PROBLEM STATEMENT.
Return all of the entries exactly as written.

-- START OF MATERIAL PROVIDED --

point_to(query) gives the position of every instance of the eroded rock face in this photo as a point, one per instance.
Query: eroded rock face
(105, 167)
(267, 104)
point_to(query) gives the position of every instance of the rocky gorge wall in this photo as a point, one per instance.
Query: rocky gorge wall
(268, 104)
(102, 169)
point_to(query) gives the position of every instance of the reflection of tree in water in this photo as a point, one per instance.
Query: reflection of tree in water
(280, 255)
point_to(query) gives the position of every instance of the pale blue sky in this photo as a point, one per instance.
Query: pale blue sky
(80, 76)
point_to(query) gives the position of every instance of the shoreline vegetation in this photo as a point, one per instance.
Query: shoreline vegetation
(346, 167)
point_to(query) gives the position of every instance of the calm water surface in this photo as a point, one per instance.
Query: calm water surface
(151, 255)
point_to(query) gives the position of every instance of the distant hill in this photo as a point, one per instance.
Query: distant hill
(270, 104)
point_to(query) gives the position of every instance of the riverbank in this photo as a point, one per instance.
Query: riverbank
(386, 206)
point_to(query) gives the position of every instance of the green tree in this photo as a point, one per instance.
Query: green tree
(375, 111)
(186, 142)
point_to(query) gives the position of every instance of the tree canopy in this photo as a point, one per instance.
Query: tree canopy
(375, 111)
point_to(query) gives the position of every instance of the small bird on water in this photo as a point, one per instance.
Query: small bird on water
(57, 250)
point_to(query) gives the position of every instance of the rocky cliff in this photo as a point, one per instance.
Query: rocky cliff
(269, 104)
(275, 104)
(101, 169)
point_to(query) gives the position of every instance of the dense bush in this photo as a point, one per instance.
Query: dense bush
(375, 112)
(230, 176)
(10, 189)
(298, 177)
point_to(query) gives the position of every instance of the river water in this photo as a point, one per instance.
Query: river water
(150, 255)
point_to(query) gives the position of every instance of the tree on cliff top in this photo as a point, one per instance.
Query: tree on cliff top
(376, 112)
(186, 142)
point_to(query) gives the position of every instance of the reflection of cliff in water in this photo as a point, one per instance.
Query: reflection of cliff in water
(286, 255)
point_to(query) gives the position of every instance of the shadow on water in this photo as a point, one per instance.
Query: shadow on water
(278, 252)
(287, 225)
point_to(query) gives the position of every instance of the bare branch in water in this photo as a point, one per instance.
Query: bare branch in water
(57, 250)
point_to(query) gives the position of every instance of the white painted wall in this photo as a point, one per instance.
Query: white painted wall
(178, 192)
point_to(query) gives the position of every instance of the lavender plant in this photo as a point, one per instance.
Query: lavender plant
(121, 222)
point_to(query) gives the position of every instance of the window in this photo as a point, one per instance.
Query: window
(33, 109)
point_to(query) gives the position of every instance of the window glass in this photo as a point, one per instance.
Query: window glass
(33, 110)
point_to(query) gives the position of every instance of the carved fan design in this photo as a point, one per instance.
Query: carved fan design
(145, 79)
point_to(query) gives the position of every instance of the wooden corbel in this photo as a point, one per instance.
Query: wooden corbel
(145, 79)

-- END OF MATERIAL PROVIDED --

RESULT OF THE TASK.
point_to(query) gives the position of every instance of the eroded rock face in this photo as a point, one per instance.
Query: eroded rock face
(105, 167)
(267, 104)
point_to(query) gives the position of every instance of the rocky gorge wall in this photo as a point, one per instance.
Query: rocky gorge wall
(268, 104)
(102, 169)
point_to(query) gives the position of every instance of the reflection of tree in water in this photo as a point, one per instance.
Query: reflection of tree in water
(280, 255)
point_to(query) gives the position of every instance of the pale blue sky in this photo as a point, one per instance.
Query: pale blue sky
(80, 76)
point_to(query) gives the position of every instance of the shoreline vegetation in this photo as a point, one per instance.
Query: shoreline vegetation
(346, 167)
point_to(query) gives the position of every instance of the calm water surface in this photo as a point, one per instance.
Query: calm water surface
(151, 255)
point_to(query) gives the position of every instance of the distant hill in this photo as a point, one per instance.
Query: distant hill
(270, 104)
point_to(query) gives the position of every instance of the riverbank in this photo as a point, one per instance.
Query: riverbank
(386, 206)
point_to(query) gives the position of every instance of the green tree in this photo as a point, one per instance.
Query: green tree
(375, 111)
(186, 142)
point_to(query) gives the position of every instance of the tree canopy in this photo as a point, one per instance.
Query: tree canopy
(375, 111)
point_to(query) gives the position of every instance of the small bird on water in this photo as a point, one per instance.
Query: small bird on water
(57, 250)
point_to(query) gives the position of every instance of the rocky cliff in this photo as a point, one per instance.
Query: rocky cliff
(269, 104)
(275, 104)
(101, 169)
point_to(query) gives the position of every instance of the dense bush in this photo as a point, one per instance.
Query: dense bush
(375, 112)
(230, 176)
(10, 189)
(298, 177)
point_to(query) gives the position of every instance of the river water in this photo as a point, one per instance.
Query: river water
(150, 255)
point_to(query) gives the position of every instance of the tree on cliff top in this photo as a point, one per instance.
Query: tree on cliff top
(376, 112)
(186, 142)
point_to(query) gives the position of every instance of the reflection of cliff in water in this photo as a point, one per instance.
Query: reflection of cliff in water
(286, 255)
point_to(query) gives the position of every instance of the shadow on water in this photo as a point, one per instance.
Query: shadow on water
(278, 252)
(287, 225)
point_to(query) gives the position of every instance of the bare branch in water in this photo as a point, one per instance.
Query: bare branch in water
(57, 250)
point_to(query) gives the position of every instance of the white painted wall in this photo as a point, one per instance.
Query: white painted wall
(178, 192)
point_to(query) gives the position of every instance of the lavender plant in this photo as a point, one per instance.
Query: lavender plant
(121, 222)
point_to(query) gives the position of every instance of the window in this photo as a point, one per instance.
Query: window
(33, 109)
point_to(query) gives the position of every instance of the window glass in this photo as a point, one per instance.
Query: window glass
(33, 110)
point_to(query) gives the position of every instance of the carved fan design in this photo as a point, one per instance.
Query: carved fan design
(145, 79)
point_to(query) gives the position of every instance of the wooden corbel in this photo as a point, one per instance.
Query: wooden corbel
(145, 79)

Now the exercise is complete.